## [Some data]

◇ ◇ ◇ ◇ ◇

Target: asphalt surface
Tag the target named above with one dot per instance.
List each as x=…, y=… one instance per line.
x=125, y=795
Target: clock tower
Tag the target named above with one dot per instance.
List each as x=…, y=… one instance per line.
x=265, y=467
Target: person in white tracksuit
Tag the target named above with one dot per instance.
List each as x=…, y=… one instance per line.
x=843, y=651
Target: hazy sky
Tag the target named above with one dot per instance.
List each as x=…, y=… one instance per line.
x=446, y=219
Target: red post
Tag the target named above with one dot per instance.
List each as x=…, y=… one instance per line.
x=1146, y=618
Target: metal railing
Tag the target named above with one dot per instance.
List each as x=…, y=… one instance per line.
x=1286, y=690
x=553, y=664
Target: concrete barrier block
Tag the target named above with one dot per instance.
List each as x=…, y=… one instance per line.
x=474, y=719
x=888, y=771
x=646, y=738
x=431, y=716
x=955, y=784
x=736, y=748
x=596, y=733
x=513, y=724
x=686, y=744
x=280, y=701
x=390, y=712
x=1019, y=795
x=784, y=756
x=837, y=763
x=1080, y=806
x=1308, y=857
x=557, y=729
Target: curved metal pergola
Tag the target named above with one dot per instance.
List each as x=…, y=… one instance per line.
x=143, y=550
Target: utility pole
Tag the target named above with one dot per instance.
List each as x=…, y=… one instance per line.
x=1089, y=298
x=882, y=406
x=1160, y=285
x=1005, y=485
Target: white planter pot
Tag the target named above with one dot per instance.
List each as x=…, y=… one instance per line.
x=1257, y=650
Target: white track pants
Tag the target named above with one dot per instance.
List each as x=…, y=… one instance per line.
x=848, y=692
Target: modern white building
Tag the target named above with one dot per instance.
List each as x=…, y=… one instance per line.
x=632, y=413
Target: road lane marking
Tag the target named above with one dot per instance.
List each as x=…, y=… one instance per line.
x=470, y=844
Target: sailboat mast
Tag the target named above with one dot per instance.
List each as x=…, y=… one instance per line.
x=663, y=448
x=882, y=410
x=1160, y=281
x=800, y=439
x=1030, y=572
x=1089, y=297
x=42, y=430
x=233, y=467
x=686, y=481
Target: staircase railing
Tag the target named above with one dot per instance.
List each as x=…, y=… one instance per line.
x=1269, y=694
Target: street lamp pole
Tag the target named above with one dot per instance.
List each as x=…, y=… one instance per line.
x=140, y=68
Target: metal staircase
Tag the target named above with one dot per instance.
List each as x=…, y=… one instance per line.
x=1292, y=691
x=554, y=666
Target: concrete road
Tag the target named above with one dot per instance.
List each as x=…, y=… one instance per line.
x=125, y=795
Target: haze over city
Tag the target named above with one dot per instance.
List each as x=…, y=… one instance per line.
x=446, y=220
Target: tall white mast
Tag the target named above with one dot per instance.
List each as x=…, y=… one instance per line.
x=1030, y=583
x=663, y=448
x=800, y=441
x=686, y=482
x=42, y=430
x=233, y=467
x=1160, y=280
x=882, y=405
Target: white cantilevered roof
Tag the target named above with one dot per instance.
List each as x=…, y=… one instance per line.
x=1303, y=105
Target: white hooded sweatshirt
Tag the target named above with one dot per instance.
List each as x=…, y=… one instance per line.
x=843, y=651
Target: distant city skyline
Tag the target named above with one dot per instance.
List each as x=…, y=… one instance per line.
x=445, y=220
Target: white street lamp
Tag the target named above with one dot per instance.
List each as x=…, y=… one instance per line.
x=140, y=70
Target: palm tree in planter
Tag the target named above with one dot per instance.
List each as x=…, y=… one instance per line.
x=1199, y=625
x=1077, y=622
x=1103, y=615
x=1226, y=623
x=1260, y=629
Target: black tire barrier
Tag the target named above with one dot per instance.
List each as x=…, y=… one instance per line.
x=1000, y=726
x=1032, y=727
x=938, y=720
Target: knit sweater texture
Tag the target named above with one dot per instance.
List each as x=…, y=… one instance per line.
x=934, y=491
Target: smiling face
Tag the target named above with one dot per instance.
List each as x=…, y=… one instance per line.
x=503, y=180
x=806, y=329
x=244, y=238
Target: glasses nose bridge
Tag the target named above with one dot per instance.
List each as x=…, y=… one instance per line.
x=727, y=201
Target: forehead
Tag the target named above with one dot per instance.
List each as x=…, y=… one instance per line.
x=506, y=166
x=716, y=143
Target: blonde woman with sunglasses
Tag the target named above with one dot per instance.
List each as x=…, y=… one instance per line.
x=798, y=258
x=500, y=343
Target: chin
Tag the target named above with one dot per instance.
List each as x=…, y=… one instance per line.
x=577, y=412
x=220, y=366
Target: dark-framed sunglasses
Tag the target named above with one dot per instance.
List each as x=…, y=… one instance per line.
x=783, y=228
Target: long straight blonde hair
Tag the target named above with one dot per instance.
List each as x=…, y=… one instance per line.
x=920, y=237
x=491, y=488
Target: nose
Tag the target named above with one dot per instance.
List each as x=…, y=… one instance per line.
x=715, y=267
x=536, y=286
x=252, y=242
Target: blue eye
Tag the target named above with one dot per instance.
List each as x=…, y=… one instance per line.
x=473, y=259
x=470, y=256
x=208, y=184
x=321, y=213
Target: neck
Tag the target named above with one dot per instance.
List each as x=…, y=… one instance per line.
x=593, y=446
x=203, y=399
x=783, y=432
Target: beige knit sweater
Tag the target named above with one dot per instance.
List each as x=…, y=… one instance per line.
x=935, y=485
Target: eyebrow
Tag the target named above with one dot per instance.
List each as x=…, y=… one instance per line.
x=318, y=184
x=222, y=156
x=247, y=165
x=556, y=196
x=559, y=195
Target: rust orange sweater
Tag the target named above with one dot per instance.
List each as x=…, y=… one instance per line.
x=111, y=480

◇ ◇ ◇ ◇ ◇

Reproduce the data above line for line, with no changes.

Target: asphalt surface
Tag the target named above with one dot per instance.
List each as x=…, y=… one instance per line.
x=125, y=795
Target: clock tower
Tag the target named above with one dot per instance.
List each as x=…, y=… one instance per line.
x=265, y=467
Target: person in white tracksuit
Tag the target named above with one dot per instance.
List each as x=…, y=… one instance per line.
x=843, y=651
Target: hazy sky
Tag the target named above with one dot per instance.
List each as x=…, y=… one instance per line.
x=446, y=219
Target: red post
Tag the target named above with one dot per instance.
List each as x=…, y=… one instance per line.
x=1146, y=618
Target: metal railing
Tag the target named above with one dot per instance.
List each as x=…, y=… one instance per line.
x=1286, y=690
x=553, y=664
Target: concrete barrier block
Tag the target named above with one dot per instance.
List each as x=…, y=… one instance per line.
x=474, y=719
x=888, y=771
x=646, y=738
x=431, y=716
x=955, y=784
x=736, y=748
x=596, y=733
x=513, y=724
x=686, y=744
x=280, y=701
x=390, y=712
x=1019, y=795
x=784, y=756
x=837, y=763
x=1080, y=806
x=1308, y=857
x=557, y=729
Target: curved metal pergola
Tag the target named above with one dot per instance.
List each as x=…, y=… one instance per line.
x=143, y=550
Target: utility pole
Tag the target named above with one dot per instance.
List each as x=…, y=… one instance per line.
x=1089, y=298
x=882, y=406
x=1160, y=285
x=1005, y=485
Target: white planter pot
Tag the target named above with one dot per instance.
List each as x=…, y=… one instance per line.
x=1257, y=650
Target: white track pants
Tag the target named above with one dot per instance.
List each as x=…, y=… one instance per line.
x=848, y=692
Target: modern white building
Tag the target named above with one dot per instance.
List each as x=…, y=… one instance per line.
x=632, y=413
Target: road lane marking
Tag the target named above with one dot per instance.
List each as x=…, y=… one instance per line.
x=470, y=844
Target: sailboat mast
Tag the target named above with one dot per instance.
List each as x=…, y=… one instance per line.
x=663, y=448
x=882, y=410
x=1160, y=281
x=800, y=439
x=1030, y=572
x=1089, y=297
x=42, y=430
x=233, y=467
x=686, y=481
Target: staircase railing
Tag the target named above with one dot per instance.
List each as x=…, y=… one instance per line.
x=1269, y=694
Target: street lamp pole
Tag the target named above with one dot per instance.
List each as x=…, y=… one instance per line.
x=140, y=68
Target: metal staircase
Tag the target named above with one dot per instance.
List each as x=…, y=… one instance per line.
x=1292, y=691
x=554, y=666
Target: concrete road
Tag the target named above with one dot per instance.
List each as x=…, y=… one instance per line.
x=125, y=795
Target: haze over city
Tag the target named above with one dot per instance.
List each as x=…, y=… one instance per line.
x=446, y=220
Target: tall white mast
Tag the target named above with one dot per instance.
List each as x=…, y=… one instance per line.
x=1030, y=583
x=663, y=448
x=800, y=441
x=686, y=482
x=42, y=430
x=233, y=467
x=1160, y=280
x=882, y=405
Target: white cantilevered roof
Tag the target named above with one dot per instance.
List each as x=…, y=… one instance per line.
x=1303, y=105
Target: white hooded sweatshirt
Tag the target named above with one dot per instance.
List each as x=…, y=… one instance per line.
x=843, y=651
Target: distant city skyline
Tag the target named above with one dot per instance.
List each as x=…, y=… one instance per line.
x=445, y=220
Target: white street lamp
Tag the target named above with one dot per instance.
List each as x=…, y=… one instance per line.
x=140, y=70
Target: palm tree in planter
Tag the target named above with one dot per instance.
List each as x=…, y=… one instance per line.
x=1199, y=625
x=1077, y=622
x=1103, y=615
x=1226, y=623
x=1260, y=629
Target: black tire barrier
Tag the target named above with one dot per instance.
List each as x=…, y=… one instance per line.
x=1000, y=726
x=1032, y=727
x=938, y=720
Target: knit sweater texture
Tag the target named above with one dot per instance.
List each as x=…, y=… one instance per line.
x=934, y=491
Target: smiling face
Tag the target named above with one dot per instance.
List each as x=…, y=… one instance per line.
x=503, y=180
x=806, y=329
x=244, y=238
Target: glasses nose bridge
Tag the target named above with one dot per instance.
List each as x=…, y=… one instance per line.
x=727, y=201
Target: forehead
Tag the target named above with one dot per instance.
List each as x=…, y=… one instance per line.
x=506, y=166
x=716, y=143
Target: blonde woman with sunglasses
Tag the target named above with one dot per instance.
List each as x=…, y=… one instance per line.
x=798, y=258
x=500, y=343
Target: chin
Tag the target named above with one dot per instance.
List each as x=…, y=… one instance per line.
x=577, y=412
x=220, y=366
Target: dark-framed sunglasses
Tag the target named above with one dot per instance.
List each as x=…, y=… one instance per line.
x=783, y=228
Target: long straight blonde hair
Tag the target named above with one dot per instance.
List each as x=…, y=… one instance per line.
x=920, y=237
x=491, y=488
Target: nose
Tag the target named above with one dot per instance.
List each as x=…, y=… one instance per line.
x=715, y=267
x=536, y=286
x=252, y=242
Target: blue eye
Tag the target named above with one dot per instance.
List each as x=…, y=… one instance per line.
x=473, y=259
x=470, y=256
x=208, y=184
x=321, y=213
Target: neck
Tag the target named above with one dot per instance.
List each as x=…, y=… one instance per line.
x=593, y=446
x=203, y=399
x=783, y=432
Target: beige knit sweater
Tag the target named above with one dot per instance.
List each as x=…, y=… one instance per line.
x=935, y=485
Target: eyebrow
Tag the target named above with one dot per instance.
List each as x=…, y=… one instance per line.
x=318, y=184
x=222, y=156
x=247, y=165
x=556, y=196
x=559, y=195
Target: rust orange sweater
Tag the target named above with one dot per instance.
List each as x=…, y=… one instance per line.
x=111, y=480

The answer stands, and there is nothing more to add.